*** Opening of Exercise text ***
That he wrote it with his hand and folded the paper
and slipped it into the envelope and sealed it with his tongue
and pressed it closed so I might open it with my fingers. 
—From "The Letter, 1968," a poem by Marie Howe, The New Yorker (March 21, 2022), p. 59. 

He arrived bundled up in a winter coat.
          He put his suitcase down at my feet and pulled off his hat. Western face. Dark eyes. Hair combed to one side. He looked straight through me, without seeing me. Somewhat impatiently, he asked me in English if he could stay for a few days while he looked around for something else. I gave him a registration form to fill in. He handed me his passport so I could do it for him. Yan Kerrand, 1968, from Granville. A Frenchman. He seemed younger than in the photo, his cheeks less hollow. I held out my pencil for him to sign and he took a pen from his coat.
—From Winter in Sokcho, a novel by Elisa Shua Dusapin, translated from the French by Aneesa Abbas Higgins (Open Letter, 2021). It was first published in French in 2016 as Hiver à Sokcho and is now available in several other languages. The first edition in English in the United Kingdom was published by Daunt Books (2020). 

I was no stranger to the single engine. My stepfather Mike had rented planes when I was growing up, and, with my mother, flew to some of the medical meetings where he gave lectures. Sometimes I was in the back with the luggage. My mother had taken enough flying lessons to know how to land should she be called upon to do so. She went so far as to solo, but then quit before she got her license. When we moved to the country outside of Nashville, Mike bought a tiny bright-red helicopter which he flew for years. He kept it in a hangar in the front of the farm where we lived.
*** Close of Exercise text ***
Task directions:
Answer these questions about the excerpts:
1. In the poem excerpt, what did he seal the envelope with?
2. According to the passport, where is Yan Kerrand from?
3. What color was the helicopter Mike bought?
The records have no role in this exercise.
*** Opening of Study material ***
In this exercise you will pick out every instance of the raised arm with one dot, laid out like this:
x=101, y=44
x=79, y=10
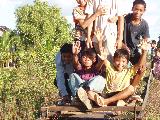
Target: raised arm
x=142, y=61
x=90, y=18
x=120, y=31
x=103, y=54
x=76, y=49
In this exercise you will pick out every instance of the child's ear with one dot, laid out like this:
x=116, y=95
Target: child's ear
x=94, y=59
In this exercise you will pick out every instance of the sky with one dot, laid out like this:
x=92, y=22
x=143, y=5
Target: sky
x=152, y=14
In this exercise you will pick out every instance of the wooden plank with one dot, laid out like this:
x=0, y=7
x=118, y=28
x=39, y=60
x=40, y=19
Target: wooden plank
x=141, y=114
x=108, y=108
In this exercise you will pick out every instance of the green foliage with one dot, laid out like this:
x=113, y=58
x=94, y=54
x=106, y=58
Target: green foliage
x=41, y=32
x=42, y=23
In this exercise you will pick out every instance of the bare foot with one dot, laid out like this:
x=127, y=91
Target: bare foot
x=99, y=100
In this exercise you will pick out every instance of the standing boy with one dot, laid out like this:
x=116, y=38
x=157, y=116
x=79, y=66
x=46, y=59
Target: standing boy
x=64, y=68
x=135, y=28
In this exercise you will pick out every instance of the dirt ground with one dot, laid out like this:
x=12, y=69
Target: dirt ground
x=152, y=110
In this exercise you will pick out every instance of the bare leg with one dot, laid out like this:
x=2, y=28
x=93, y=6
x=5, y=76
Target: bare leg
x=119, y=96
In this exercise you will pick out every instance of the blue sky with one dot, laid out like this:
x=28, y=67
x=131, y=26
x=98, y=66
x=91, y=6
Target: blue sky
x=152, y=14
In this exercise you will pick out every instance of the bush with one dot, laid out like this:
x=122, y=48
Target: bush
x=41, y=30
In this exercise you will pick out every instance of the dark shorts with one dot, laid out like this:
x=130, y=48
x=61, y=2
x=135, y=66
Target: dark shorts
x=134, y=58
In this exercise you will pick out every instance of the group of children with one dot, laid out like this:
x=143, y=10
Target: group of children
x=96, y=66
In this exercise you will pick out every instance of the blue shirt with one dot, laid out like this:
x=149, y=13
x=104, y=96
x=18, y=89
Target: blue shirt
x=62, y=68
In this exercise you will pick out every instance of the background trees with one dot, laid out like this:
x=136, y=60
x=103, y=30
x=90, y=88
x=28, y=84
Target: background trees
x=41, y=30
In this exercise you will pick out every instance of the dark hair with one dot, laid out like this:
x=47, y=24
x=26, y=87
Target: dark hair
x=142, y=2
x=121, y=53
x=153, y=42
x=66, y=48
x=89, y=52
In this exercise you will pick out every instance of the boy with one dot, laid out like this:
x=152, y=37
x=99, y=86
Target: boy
*** Close of Study material ***
Expected answer:
1. His tongue.
2. Granville.
3. Bright red.